Records contained in a dataset
###

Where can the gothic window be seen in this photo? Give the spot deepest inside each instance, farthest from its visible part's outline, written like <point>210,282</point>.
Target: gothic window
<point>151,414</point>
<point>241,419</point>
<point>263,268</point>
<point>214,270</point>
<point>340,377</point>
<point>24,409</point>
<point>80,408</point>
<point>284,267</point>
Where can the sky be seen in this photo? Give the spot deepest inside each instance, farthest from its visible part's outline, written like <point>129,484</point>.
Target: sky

###

*WHAT YOU WILL DO:* Look through the preceding entries for the word "like". Report how many lines hold it, and only that number.

*ANSWER TO THIS PROBLEM:* 2